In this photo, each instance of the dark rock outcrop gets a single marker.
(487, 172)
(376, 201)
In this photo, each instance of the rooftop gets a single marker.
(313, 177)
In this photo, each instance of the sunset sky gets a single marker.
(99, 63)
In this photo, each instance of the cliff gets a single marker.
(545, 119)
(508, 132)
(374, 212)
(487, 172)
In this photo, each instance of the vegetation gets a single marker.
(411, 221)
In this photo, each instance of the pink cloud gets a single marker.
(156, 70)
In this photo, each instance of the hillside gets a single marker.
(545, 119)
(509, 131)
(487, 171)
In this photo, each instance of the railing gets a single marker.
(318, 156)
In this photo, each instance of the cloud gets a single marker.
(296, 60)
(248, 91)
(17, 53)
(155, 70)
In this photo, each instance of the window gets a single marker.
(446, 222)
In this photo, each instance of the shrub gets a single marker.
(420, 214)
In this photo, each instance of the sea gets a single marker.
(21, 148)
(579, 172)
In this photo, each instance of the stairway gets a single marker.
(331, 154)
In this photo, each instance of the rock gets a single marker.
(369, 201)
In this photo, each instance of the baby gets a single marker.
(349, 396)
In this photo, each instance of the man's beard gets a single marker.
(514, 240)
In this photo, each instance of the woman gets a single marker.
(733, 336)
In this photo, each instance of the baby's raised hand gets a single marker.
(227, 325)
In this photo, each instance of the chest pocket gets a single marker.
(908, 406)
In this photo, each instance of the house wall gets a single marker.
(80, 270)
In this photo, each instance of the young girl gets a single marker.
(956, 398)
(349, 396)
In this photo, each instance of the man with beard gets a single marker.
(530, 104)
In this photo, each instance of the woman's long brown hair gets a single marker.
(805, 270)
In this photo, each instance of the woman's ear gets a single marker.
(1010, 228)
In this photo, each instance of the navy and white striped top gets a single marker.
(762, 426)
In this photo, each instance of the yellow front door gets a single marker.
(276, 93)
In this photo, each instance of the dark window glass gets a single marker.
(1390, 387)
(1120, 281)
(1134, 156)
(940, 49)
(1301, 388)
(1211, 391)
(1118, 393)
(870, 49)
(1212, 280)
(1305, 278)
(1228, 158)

++++

* _Task details_
Reproduce the records above with "marker" replaced by "point" everywhere it appears, leaving everything else the same.

* _Written response_
In this photo, each instance of the dark rock outcrop gets a single point.
(487, 172)
(376, 201)
In this photo, each instance of the rooftop gets a single point.
(313, 177)
In this photo, each instance of the sunset sky gets a single point.
(99, 63)
In this photo, each instance of the cliff gets a single point.
(545, 119)
(508, 132)
(374, 212)
(487, 172)
In this photo, each instance of the vegetation gets a single point.
(411, 221)
In this photo, each instance of the pink cloud gets a single point.
(156, 70)
In this photo, each instance of the hillside gets a single point.
(545, 119)
(509, 131)
(487, 171)
In this photo, each instance of the railing gets a single point.
(318, 156)
In this photo, each instance of the cloud gets a single point.
(296, 60)
(248, 91)
(17, 53)
(155, 70)
In this photo, each instance of the window gets a single point.
(446, 222)
In this photo, each instance of the shrub gets a single point.
(420, 214)
In this photo, each instance of the sea gets a single point.
(21, 148)
(579, 172)
In this photo, each instance of the stairway gets a single point.
(331, 154)
In this photo, each instance of the rock gets a single point.
(369, 201)
In this photo, each instance of the baby gets a single point.
(349, 396)
In this photo, each instance of the man's beard gets a single point.
(514, 240)
In this photo, each instance of the woman gets a single point.
(733, 336)
In this photo, each instance of the baby's raised hand gets a single point.
(227, 325)
In this photo, each instance of the chest pocket gets a single point.
(908, 406)
In this photo, each instance of the house wall gets a single point.
(80, 270)
In this photo, each instance of the young girl gets a single point.
(956, 398)
(349, 396)
In this photo, each instance of the man with beard gets a single point.
(530, 104)
In this photo, each instance of the woman's long brown hair gets a single point.
(805, 270)
In this photo, each instance of the woman's ear gets a single point.
(1010, 228)
In this photo, each instance of the navy and white striped top gets a single point.
(762, 426)
In this photo, each instance of the yellow front door gets a single point.
(276, 93)
In this photo, each instance of the dark window glass gets a single point.
(1390, 387)
(1120, 281)
(1134, 156)
(940, 49)
(1301, 388)
(1211, 391)
(1118, 393)
(870, 49)
(1212, 280)
(1305, 278)
(1228, 158)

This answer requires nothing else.